— Start of DOCUMENT EXCERPT —

SlugField utf-8 support

439 views
Skip to first unread message

Viktor

unread,
Apr 13, 2006, 4:59:49 PM4/13/06
to django-d...@googlegroups.com
The story about non ASCII characters in slug started in #1602: urlify.js
blocks out non-English chars.

We tested utf-8 urls against ie, opera and konqueror and they work
great. Firefox by default shows the urls urlencoded, but you can change:
network.standard-url.escape-utf8 to false
and it will show the url in original encoding.


So I changed the validator for the SlugField so it can accept utf-8 strings.

Here is the patch.

slug.patch

gabor

unread,
Apr 13, 2006, 5:31:25 PM4/13/06
to django-d...@googlegroups.com

could you please describe some use-cases for this feature?

because for me it seems a little...strange..
the whole point of the Slug is to only contain alphanumeric (as in
ascii-alphanumeric) characters + underscore + hyphen.

— End of DOCUMENT EXCERPT —
— Start of SUPPLIED ENTRIES —

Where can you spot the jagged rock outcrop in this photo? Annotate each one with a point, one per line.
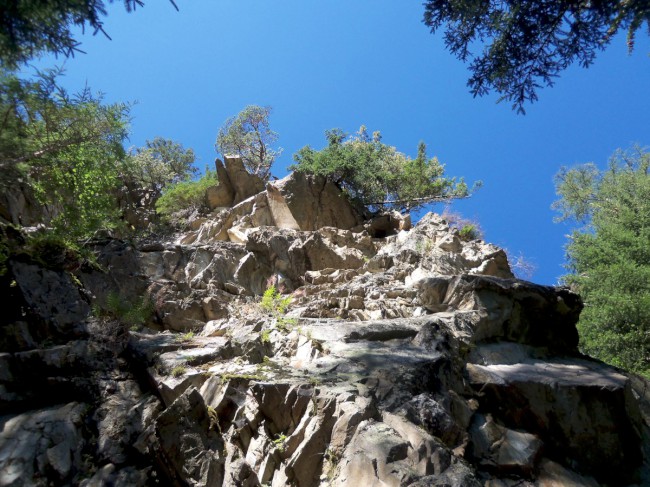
(406, 357)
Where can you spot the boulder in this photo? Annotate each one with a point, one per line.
(315, 202)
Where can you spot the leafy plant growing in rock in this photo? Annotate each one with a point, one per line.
(62, 150)
(249, 135)
(178, 370)
(185, 196)
(280, 442)
(609, 258)
(467, 229)
(273, 302)
(130, 312)
(376, 175)
(159, 163)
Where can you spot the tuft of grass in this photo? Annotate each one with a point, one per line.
(131, 312)
(265, 336)
(469, 232)
(280, 442)
(178, 370)
(273, 302)
(186, 337)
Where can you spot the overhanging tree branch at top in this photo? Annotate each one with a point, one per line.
(516, 47)
(29, 28)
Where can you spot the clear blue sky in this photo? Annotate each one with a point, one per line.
(341, 64)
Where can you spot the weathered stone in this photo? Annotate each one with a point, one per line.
(188, 449)
(568, 404)
(315, 202)
(503, 450)
(243, 183)
(51, 295)
(223, 194)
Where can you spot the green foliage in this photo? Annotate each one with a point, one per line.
(467, 229)
(66, 148)
(609, 259)
(179, 370)
(273, 302)
(376, 175)
(469, 232)
(130, 312)
(280, 442)
(186, 337)
(29, 28)
(249, 135)
(528, 44)
(159, 163)
(185, 195)
(265, 336)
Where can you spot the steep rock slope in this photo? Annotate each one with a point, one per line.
(406, 356)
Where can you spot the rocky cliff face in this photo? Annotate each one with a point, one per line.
(406, 356)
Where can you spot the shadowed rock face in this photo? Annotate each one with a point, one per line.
(411, 359)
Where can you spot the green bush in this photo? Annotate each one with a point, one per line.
(273, 302)
(186, 195)
(135, 312)
(469, 232)
(377, 175)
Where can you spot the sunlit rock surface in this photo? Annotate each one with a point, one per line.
(406, 357)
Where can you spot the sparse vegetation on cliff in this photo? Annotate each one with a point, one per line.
(376, 175)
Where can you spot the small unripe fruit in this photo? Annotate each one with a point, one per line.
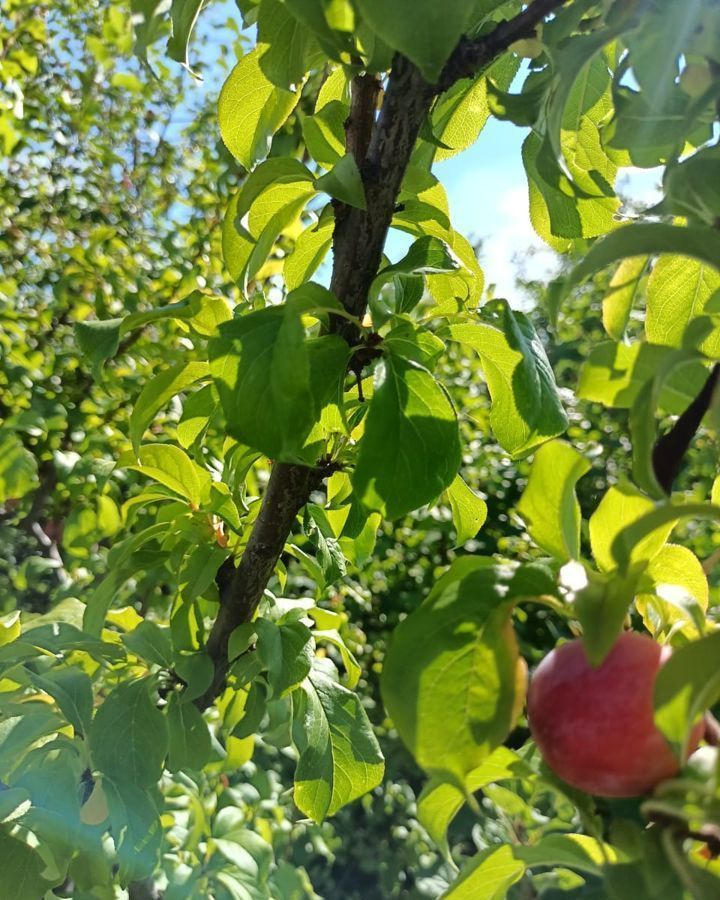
(95, 809)
(695, 79)
(594, 726)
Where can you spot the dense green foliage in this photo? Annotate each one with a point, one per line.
(282, 528)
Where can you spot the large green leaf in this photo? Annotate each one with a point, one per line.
(642, 239)
(644, 531)
(549, 504)
(677, 293)
(622, 505)
(251, 109)
(158, 390)
(440, 801)
(171, 466)
(287, 48)
(287, 653)
(614, 374)
(410, 451)
(129, 713)
(423, 30)
(136, 829)
(18, 468)
(526, 408)
(343, 182)
(188, 736)
(469, 510)
(621, 295)
(673, 594)
(270, 387)
(340, 758)
(557, 214)
(453, 682)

— End of SUPPLIED ENTRIES —

→ STATED TASK A:
Answer these questions about the SlugField thread:
(i) Which browsers were utf-8 URLs tested against?
(ii) Which Firefox setting must be set to false to show URLs in their original encoding?
(iii) According to the reply, which characters is a slug meant to contain?
→ STATED TASK B: Duplicate the text of the SlugField thread between "We tested utf-8" and "in original encoding.", inclusive.

→ WRITTEN RESPONSE A:
(i) ie, opera and konqueror
(ii) network.standard-url.escape-utf8
(iii) Alphanumeric characters (as in ASCII-alphanumeric), underscore and hyphen

→ WRITTEN RESPONSE B:
We tested utf-8 urls against ie, opera and konqueror and they work
great. Firefox by default shows the urls urlencoded, but you can change:
network.standard-url.escape-utf8 to false
and it will show the url in original encoding.